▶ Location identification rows
+++
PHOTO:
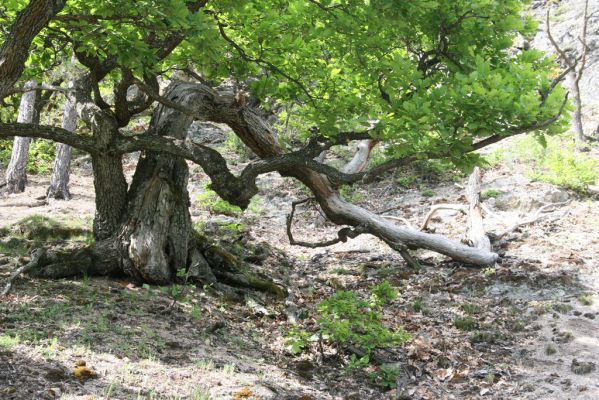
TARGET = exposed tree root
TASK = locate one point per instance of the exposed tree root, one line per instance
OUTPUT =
(208, 264)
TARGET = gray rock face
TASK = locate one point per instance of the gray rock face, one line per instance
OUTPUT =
(566, 20)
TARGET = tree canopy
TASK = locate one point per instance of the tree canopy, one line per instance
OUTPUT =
(425, 78)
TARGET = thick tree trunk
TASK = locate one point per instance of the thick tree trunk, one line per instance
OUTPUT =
(59, 184)
(253, 131)
(16, 174)
(109, 180)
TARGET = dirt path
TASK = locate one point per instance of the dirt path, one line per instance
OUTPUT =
(508, 332)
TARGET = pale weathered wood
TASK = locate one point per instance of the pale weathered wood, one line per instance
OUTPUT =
(476, 230)
(59, 183)
(16, 174)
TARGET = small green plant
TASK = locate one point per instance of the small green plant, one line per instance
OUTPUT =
(229, 369)
(200, 394)
(205, 365)
(8, 342)
(420, 306)
(469, 309)
(490, 193)
(355, 363)
(550, 349)
(210, 201)
(555, 161)
(41, 156)
(405, 181)
(428, 193)
(385, 376)
(348, 320)
(518, 326)
(196, 312)
(586, 299)
(350, 194)
(297, 340)
(465, 324)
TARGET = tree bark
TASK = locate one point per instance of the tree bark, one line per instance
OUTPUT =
(59, 184)
(16, 174)
(476, 231)
(15, 50)
(577, 113)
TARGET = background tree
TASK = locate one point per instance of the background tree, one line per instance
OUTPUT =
(574, 66)
(29, 112)
(425, 79)
(59, 183)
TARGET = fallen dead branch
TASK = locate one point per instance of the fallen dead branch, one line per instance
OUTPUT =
(438, 207)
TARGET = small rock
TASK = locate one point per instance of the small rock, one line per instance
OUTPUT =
(582, 367)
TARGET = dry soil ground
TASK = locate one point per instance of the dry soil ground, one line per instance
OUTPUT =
(525, 329)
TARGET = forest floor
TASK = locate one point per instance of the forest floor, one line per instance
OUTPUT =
(524, 329)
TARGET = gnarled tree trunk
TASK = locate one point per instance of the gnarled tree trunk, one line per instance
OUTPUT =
(59, 184)
(16, 174)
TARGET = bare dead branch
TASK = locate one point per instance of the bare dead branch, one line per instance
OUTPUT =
(438, 207)
(400, 219)
(342, 235)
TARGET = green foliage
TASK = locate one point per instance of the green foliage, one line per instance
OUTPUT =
(8, 341)
(436, 75)
(385, 376)
(555, 161)
(297, 340)
(210, 201)
(348, 320)
(428, 193)
(465, 324)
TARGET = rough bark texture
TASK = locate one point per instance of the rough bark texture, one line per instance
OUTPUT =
(16, 174)
(222, 106)
(59, 184)
(15, 50)
(109, 180)
(156, 236)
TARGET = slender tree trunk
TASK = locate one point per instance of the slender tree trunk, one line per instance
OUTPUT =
(577, 117)
(59, 184)
(16, 174)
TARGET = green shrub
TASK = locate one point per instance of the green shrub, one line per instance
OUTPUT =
(41, 156)
(210, 201)
(349, 320)
(555, 161)
(428, 193)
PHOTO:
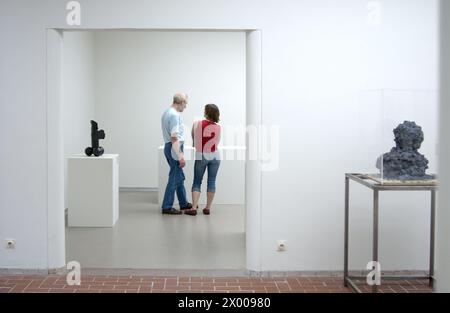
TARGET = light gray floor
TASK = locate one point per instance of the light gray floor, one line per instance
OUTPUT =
(143, 238)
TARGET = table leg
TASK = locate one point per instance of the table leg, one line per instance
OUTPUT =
(432, 235)
(347, 194)
(375, 232)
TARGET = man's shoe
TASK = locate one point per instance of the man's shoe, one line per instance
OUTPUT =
(172, 211)
(191, 212)
(187, 207)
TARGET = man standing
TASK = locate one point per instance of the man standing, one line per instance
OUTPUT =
(173, 134)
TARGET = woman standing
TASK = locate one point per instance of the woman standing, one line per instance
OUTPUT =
(206, 137)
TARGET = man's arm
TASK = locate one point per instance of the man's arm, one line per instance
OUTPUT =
(177, 148)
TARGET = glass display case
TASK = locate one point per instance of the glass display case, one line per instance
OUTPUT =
(398, 130)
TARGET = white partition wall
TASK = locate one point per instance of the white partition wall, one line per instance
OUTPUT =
(443, 212)
(253, 166)
(55, 180)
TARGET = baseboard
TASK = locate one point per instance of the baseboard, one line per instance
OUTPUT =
(139, 189)
(204, 273)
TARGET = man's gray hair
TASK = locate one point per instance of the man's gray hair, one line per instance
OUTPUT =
(179, 98)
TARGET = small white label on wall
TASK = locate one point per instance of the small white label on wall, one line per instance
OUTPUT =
(74, 15)
(374, 276)
(374, 13)
(74, 275)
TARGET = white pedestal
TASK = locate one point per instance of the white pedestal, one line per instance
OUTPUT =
(93, 190)
(230, 183)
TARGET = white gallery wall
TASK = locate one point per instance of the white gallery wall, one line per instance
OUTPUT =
(317, 55)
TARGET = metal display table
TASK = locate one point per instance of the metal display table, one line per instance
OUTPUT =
(377, 186)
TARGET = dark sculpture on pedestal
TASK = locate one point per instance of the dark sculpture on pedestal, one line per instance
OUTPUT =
(404, 162)
(96, 135)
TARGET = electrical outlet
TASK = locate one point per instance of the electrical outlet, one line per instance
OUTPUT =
(10, 243)
(281, 245)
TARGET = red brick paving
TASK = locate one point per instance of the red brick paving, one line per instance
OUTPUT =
(159, 284)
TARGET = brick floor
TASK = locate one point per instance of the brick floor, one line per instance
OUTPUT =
(159, 284)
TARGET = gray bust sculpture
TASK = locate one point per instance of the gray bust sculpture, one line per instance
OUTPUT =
(404, 162)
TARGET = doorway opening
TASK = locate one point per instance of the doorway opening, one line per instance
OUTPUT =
(124, 79)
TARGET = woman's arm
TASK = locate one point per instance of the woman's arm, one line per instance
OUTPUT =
(194, 127)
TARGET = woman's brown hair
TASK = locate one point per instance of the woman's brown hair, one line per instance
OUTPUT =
(212, 112)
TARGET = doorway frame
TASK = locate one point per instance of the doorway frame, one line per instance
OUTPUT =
(56, 247)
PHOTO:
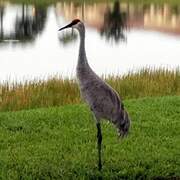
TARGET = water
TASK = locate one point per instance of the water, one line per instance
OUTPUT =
(119, 37)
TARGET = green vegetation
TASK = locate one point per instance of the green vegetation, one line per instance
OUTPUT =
(55, 91)
(60, 143)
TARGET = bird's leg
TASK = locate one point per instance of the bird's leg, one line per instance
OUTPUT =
(99, 141)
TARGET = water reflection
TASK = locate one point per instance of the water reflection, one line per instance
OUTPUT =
(152, 32)
(27, 26)
(114, 23)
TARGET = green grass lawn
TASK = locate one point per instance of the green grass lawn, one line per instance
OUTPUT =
(60, 143)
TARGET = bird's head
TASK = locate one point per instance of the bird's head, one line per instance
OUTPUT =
(124, 124)
(76, 23)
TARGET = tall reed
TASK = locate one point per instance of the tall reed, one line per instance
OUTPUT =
(57, 91)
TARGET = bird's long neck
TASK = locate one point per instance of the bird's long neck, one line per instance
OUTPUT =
(82, 60)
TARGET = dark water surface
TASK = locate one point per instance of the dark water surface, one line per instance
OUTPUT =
(119, 37)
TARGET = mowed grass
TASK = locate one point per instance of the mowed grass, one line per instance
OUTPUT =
(60, 143)
(57, 91)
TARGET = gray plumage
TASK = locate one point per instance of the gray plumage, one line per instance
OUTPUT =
(104, 101)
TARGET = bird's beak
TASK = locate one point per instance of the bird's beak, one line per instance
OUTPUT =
(68, 26)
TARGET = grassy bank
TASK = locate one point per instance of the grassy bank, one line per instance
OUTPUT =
(56, 91)
(60, 143)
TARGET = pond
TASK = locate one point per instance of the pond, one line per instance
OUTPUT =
(120, 37)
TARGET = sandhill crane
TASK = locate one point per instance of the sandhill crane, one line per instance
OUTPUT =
(104, 101)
+++
▶ Required work
Rewrite the stretch from the line containing "TARGET = bird's beak" through the end of the rows, renaming "grassy bank" to "grass-covered bank" and keeping everything else the same.

▶ The solution
TARGET = bird's beak
TASK = locate one point per instance of the bird's beak, one line per instance
OUTPUT =
(68, 26)
TARGET = grass-covered bank
TASK = locate one point per instance of the grass-covered bank, one line per instance
OUTPUT =
(56, 91)
(60, 143)
TARGET = pond
TASK = locate one point per instance of the pond, one line per instance
OUTPUT =
(120, 37)
TARGET = sandhill crane
TASK = locate one point per instance of the sandhill crane, one line per instance
OUTPUT =
(104, 101)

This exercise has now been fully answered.